■ Set exercise
Rewrite every line of the records below as a single numbered list, omitting any blank lines.

■ Information supplied

[start]

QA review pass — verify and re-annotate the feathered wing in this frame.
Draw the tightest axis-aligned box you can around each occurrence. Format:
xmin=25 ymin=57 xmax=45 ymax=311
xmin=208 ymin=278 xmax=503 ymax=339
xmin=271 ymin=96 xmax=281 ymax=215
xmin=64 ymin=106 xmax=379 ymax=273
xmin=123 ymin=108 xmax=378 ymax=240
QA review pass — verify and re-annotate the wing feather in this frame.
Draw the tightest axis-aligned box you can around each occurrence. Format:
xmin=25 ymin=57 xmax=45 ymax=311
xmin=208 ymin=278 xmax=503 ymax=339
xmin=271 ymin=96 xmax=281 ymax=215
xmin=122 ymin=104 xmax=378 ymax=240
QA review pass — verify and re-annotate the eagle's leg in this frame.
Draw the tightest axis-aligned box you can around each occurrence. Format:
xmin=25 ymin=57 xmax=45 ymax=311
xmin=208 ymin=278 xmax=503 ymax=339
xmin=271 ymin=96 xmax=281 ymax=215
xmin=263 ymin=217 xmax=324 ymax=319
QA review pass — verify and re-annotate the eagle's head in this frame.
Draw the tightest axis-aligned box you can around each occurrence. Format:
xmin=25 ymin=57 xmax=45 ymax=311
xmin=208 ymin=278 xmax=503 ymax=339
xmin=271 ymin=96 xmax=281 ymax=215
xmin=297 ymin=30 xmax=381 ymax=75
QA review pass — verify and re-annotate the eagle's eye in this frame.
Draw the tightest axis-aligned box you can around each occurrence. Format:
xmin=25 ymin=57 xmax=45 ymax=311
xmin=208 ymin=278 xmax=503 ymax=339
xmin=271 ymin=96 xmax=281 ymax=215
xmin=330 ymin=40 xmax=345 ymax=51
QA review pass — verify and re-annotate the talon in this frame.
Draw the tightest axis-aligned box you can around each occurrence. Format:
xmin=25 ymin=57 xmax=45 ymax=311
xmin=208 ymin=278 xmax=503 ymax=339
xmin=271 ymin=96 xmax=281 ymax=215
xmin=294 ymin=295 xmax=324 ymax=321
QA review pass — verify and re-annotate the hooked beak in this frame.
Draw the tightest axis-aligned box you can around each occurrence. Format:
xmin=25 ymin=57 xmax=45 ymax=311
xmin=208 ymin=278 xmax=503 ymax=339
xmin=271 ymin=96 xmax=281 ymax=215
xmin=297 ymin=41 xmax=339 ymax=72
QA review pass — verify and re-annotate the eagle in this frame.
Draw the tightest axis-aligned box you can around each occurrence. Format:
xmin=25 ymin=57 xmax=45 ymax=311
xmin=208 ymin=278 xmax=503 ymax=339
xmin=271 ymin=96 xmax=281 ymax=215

[end]

■ Correct output
1. QA review pass — verify and re-annotate the feathered wing in this frame.
2. Draw the tightest axis-aligned box you can around each occurrence. Format:
3. xmin=25 ymin=57 xmax=45 ymax=311
4. xmin=208 ymin=278 xmax=503 ymax=339
5. xmin=271 ymin=96 xmax=281 ymax=215
6. xmin=64 ymin=106 xmax=379 ymax=273
7. xmin=123 ymin=108 xmax=378 ymax=240
8. QA review pass — verify and re-annotate the wing feather in this frame.
9. Draw the tightest axis-aligned box you can around each occurrence. Format:
10. xmin=25 ymin=57 xmax=45 ymax=311
11. xmin=208 ymin=278 xmax=503 ymax=339
12. xmin=271 ymin=96 xmax=281 ymax=215
13. xmin=122 ymin=104 xmax=378 ymax=240
14. QA review pass — verify and re-annotate the eagle's leg in this frame.
15. Draw the tightest axis-aligned box you can around each occurrence. Format:
16. xmin=25 ymin=57 xmax=45 ymax=311
17. xmin=208 ymin=278 xmax=503 ymax=339
18. xmin=271 ymin=96 xmax=281 ymax=215
19. xmin=263 ymin=217 xmax=324 ymax=319
20. QA review pass — verify and re-annotate the eagle's head in this frame.
21. Draw the tightest axis-aligned box you can around each occurrence. Format:
22. xmin=25 ymin=57 xmax=45 ymax=311
23. xmin=208 ymin=278 xmax=503 ymax=339
24. xmin=271 ymin=96 xmax=281 ymax=215
25. xmin=297 ymin=30 xmax=381 ymax=75
26. QA review pass — verify and re-annotate the eagle's eye in this frame.
27. Draw the tightest axis-aligned box you can around each occurrence. Format:
28. xmin=25 ymin=57 xmax=45 ymax=311
29. xmin=208 ymin=278 xmax=503 ymax=339
30. xmin=271 ymin=96 xmax=281 ymax=215
31. xmin=330 ymin=40 xmax=345 ymax=51
32. QA review pass — verify and re-annotate the talon in this frame.
33. Draw the tightest axis-aligned box you can around each occurrence. Format:
34. xmin=25 ymin=57 xmax=45 ymax=311
35. xmin=208 ymin=278 xmax=503 ymax=339
36. xmin=271 ymin=96 xmax=281 ymax=215
37. xmin=294 ymin=295 xmax=324 ymax=321
38. QA review pass — verify and re-annotate the hooked beak in this frame.
39. Draw the tightest axis-aligned box you can around each occurrence. Format:
40. xmin=25 ymin=57 xmax=45 ymax=311
41. xmin=208 ymin=278 xmax=503 ymax=339
42. xmin=271 ymin=96 xmax=281 ymax=215
43. xmin=297 ymin=41 xmax=339 ymax=72
44. QA review pass — verify and re-annotate the eagle in this frame.
45. Draw the tightest axis-aligned box you can around each occurrence. Format:
46. xmin=25 ymin=57 xmax=45 ymax=311
47. xmin=208 ymin=278 xmax=503 ymax=339
48. xmin=271 ymin=96 xmax=281 ymax=215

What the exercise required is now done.